PROBLEM REQUIREMENTS: Exactly copy the final stretch of the listing below: the line with "of the short" and every line after it.

==== RECORDS PROVIDED ====

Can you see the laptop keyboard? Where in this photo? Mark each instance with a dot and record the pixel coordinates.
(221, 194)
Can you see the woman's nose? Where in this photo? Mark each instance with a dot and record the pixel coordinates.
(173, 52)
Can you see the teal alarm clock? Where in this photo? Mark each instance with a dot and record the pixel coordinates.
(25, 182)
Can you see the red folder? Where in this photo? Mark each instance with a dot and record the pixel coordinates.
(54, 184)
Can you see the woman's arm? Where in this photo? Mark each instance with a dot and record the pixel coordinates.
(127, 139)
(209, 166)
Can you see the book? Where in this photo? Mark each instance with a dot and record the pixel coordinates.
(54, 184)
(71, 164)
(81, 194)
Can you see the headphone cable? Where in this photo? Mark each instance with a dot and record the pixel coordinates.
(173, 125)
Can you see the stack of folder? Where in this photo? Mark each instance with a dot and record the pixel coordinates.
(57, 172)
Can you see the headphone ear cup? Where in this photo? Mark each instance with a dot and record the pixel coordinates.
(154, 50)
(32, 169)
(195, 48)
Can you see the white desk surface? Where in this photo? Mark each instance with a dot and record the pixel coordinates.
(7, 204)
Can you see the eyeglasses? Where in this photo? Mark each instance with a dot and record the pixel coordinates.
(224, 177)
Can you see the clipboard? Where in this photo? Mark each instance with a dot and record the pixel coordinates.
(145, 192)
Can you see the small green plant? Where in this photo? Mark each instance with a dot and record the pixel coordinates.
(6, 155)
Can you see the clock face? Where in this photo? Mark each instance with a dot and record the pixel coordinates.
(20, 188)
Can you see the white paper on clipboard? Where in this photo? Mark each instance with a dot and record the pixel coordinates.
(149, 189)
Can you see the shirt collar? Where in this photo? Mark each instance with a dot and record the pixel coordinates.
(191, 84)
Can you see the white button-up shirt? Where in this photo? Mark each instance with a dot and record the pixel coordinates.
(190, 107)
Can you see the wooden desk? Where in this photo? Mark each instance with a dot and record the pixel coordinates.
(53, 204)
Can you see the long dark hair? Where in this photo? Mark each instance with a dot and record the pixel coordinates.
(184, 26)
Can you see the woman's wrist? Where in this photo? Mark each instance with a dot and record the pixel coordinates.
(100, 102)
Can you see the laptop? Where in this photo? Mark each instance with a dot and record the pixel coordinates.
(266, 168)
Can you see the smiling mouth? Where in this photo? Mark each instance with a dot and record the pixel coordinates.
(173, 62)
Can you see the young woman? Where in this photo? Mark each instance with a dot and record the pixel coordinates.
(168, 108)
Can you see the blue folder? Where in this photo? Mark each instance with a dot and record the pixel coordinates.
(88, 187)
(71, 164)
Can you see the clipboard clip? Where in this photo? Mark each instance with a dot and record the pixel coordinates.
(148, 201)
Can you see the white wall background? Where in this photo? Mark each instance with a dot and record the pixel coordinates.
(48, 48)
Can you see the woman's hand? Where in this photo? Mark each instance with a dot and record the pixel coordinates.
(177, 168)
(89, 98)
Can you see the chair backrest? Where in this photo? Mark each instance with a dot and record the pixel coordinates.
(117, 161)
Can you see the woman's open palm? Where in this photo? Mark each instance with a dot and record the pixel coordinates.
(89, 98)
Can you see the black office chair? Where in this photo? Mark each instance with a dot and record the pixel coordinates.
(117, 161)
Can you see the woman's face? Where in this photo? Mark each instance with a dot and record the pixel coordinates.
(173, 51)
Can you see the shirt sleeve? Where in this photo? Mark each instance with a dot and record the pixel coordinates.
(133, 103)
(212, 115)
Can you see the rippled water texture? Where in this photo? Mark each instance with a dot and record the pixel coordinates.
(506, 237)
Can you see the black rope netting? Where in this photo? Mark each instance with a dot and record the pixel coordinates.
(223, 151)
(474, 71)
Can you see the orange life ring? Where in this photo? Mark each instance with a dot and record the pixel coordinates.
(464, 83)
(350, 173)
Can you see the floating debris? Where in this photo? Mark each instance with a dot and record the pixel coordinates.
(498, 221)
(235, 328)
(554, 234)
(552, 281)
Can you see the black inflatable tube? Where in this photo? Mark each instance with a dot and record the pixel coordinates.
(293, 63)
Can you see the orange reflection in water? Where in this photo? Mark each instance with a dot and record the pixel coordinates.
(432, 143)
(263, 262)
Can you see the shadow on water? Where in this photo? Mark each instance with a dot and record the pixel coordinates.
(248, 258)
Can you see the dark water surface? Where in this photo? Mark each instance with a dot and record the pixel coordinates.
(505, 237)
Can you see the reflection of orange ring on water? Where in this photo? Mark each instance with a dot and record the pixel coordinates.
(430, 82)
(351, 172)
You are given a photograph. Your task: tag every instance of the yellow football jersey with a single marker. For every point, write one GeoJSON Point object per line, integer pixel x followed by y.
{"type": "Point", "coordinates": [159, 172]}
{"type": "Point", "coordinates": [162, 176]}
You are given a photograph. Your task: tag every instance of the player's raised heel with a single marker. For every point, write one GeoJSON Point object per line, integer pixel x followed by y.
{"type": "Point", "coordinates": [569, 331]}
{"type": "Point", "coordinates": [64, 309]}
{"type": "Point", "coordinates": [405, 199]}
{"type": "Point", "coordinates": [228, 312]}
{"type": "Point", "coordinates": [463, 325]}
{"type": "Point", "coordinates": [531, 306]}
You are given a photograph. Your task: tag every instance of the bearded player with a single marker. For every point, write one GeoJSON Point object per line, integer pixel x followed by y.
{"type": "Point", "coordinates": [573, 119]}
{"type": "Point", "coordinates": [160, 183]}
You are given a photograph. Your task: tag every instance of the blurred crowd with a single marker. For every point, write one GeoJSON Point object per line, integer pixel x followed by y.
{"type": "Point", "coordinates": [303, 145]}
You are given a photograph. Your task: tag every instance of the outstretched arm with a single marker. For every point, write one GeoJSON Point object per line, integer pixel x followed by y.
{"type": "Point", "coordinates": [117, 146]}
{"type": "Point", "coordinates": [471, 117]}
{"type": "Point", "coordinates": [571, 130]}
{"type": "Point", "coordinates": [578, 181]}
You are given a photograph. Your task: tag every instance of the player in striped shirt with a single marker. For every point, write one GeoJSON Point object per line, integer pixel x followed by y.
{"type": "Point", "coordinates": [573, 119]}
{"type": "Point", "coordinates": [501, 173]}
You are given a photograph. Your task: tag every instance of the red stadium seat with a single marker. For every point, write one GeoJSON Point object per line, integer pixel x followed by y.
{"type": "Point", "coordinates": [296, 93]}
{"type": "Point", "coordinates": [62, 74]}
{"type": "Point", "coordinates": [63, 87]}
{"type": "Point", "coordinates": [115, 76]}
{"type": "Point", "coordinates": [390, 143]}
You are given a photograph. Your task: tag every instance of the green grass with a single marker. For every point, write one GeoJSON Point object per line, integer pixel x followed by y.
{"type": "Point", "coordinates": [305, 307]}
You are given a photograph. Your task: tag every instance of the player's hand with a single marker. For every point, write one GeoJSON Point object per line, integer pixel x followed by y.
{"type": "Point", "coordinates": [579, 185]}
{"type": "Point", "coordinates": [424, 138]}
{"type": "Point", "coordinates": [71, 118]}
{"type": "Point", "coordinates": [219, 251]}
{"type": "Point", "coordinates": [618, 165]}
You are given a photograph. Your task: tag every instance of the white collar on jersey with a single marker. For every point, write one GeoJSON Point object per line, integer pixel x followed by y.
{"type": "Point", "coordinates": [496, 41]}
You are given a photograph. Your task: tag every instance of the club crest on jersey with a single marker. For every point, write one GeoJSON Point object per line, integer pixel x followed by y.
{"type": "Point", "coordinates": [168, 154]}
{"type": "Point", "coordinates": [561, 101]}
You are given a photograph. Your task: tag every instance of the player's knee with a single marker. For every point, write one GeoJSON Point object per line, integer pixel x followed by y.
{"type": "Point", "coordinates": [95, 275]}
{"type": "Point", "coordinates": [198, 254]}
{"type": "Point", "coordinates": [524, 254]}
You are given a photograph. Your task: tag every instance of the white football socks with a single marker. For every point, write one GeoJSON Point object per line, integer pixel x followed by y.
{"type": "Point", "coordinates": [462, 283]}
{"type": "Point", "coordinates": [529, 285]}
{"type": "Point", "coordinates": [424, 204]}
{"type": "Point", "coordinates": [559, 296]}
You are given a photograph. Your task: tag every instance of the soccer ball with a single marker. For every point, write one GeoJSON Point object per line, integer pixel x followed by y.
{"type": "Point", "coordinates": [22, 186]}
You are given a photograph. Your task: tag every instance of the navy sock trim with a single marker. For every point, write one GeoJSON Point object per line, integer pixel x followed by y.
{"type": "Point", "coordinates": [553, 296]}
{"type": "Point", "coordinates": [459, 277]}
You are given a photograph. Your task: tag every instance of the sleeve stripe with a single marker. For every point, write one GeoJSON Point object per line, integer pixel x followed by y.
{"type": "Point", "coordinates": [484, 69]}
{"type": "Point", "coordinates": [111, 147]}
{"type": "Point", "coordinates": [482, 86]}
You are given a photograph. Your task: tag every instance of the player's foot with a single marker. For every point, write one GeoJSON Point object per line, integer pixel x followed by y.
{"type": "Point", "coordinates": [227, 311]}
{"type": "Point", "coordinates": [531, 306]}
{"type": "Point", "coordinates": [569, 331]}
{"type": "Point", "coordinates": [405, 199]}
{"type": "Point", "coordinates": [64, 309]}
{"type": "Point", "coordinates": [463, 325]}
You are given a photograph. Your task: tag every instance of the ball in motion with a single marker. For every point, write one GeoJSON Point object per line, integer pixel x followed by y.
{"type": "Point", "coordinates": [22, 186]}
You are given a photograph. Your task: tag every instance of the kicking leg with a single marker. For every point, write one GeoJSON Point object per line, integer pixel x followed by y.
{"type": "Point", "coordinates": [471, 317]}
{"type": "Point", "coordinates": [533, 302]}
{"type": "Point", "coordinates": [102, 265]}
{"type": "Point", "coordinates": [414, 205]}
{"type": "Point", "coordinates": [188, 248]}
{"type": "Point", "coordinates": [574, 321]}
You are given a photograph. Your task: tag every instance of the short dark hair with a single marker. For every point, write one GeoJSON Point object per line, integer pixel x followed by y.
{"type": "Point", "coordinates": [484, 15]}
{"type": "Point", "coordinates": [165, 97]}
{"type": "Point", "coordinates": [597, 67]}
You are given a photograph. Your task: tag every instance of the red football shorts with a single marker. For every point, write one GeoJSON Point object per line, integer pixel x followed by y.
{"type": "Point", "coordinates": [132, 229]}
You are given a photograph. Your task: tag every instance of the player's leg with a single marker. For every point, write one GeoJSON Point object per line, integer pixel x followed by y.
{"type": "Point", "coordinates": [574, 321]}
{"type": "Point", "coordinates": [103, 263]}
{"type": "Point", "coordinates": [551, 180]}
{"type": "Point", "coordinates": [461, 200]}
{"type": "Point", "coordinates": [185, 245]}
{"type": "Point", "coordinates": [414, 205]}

====

SOLUTION TO THIS PROBLEM:
You are given a photograph. Your task: tag every instance of the short dark hair with a single marker. For every point, write one GeoJSON Point object per line, integer pixel x followed by y.
{"type": "Point", "coordinates": [484, 15]}
{"type": "Point", "coordinates": [165, 97]}
{"type": "Point", "coordinates": [597, 67]}
You are given a photograph. Your task: tag every instance of the red football shorts with a single marker. For every point, write one GeoJSON Point object per line, integer pixel x followed by y.
{"type": "Point", "coordinates": [132, 229]}
You are given a photograph. Your task: tag every instance of the player's leg with a single marker. For every point, write one GeoJSON Point object per line, integer pixel x followed by y.
{"type": "Point", "coordinates": [574, 321]}
{"type": "Point", "coordinates": [103, 263]}
{"type": "Point", "coordinates": [551, 180]}
{"type": "Point", "coordinates": [461, 200]}
{"type": "Point", "coordinates": [185, 245]}
{"type": "Point", "coordinates": [414, 205]}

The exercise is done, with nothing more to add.